Challenge -
In the records, starting at the line that contains "Trace the outline of every instance of the cloudy" and ending with the last line, swap "even-odd" for "nonzero" and output only those lines, otherwise unchanged.

Stored records -

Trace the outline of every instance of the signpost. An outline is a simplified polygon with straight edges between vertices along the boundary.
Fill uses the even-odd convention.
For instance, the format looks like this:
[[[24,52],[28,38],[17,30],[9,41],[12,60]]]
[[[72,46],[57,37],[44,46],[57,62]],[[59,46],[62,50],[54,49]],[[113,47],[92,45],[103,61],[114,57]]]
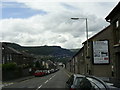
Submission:
[[[93,41],[93,64],[109,64],[108,41]]]

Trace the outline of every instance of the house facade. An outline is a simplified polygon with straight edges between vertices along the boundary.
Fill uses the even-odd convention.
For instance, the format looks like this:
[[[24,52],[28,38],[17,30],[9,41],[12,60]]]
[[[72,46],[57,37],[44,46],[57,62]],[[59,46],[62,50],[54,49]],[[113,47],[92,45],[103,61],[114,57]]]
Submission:
[[[114,77],[119,82],[120,81],[120,2],[117,6],[109,13],[109,15],[105,18],[107,22],[110,23],[110,26],[113,30],[113,38],[114,38]]]

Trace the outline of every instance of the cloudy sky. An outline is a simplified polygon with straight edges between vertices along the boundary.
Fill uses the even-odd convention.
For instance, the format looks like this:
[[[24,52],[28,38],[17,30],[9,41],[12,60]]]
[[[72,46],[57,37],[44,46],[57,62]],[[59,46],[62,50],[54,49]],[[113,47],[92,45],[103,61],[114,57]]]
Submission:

Answer to this exercise -
Trace the outline of every instance of the cloudy sky. An outline is a simplified polygon with straight edges between vertices along the boundary.
Fill uses the nonzero convention.
For instance, the format looks like this:
[[[24,52],[28,38],[17,30],[9,41],[12,60]]]
[[[72,46],[57,37],[44,46],[57,62]],[[59,46],[62,50],[54,49]],[[113,47],[92,45],[103,61],[114,57]]]
Submission:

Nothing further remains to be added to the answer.